(Image point grounding data)
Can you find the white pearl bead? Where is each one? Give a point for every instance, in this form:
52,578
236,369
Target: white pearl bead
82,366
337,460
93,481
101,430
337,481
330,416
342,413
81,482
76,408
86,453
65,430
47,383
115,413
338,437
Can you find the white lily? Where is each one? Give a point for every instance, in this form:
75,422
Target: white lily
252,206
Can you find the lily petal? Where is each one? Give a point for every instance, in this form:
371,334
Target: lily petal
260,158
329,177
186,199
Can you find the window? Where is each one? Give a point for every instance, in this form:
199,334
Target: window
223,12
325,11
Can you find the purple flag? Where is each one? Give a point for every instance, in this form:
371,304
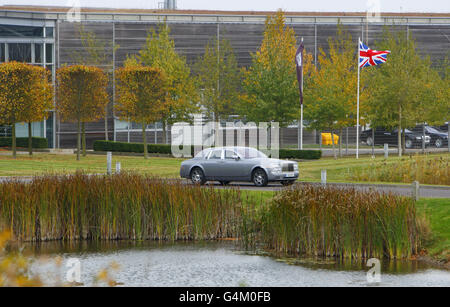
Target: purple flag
299,64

== What to produce ==
Leave out the pictures and reproduce the rest of the records exactly.

== Your solution ==
Can you find the white pearl bead? Where is each one? Give a point for every instance, in this form:
52,578
236,369
Target: white pearl bead
82,366
337,460
93,481
101,430
337,481
330,416
342,413
81,482
76,408
86,453
65,430
47,383
115,413
338,437
Can you find the white lily? Where is each one? Give a point for every instance, in this form:
75,422
Target: white lily
252,206
Can you find the lily petal? Where is each one? Give a point for every instance, in this form:
371,334
Target: lily petal
260,158
329,177
186,199
Can you find the window? Where is each one? Give a point for every instance, in this form:
199,334
Target: window
223,12
325,11
Can you find the purple flag? Where is each one? Give a point for every instance, in this form:
371,304
Target: purple flag
299,64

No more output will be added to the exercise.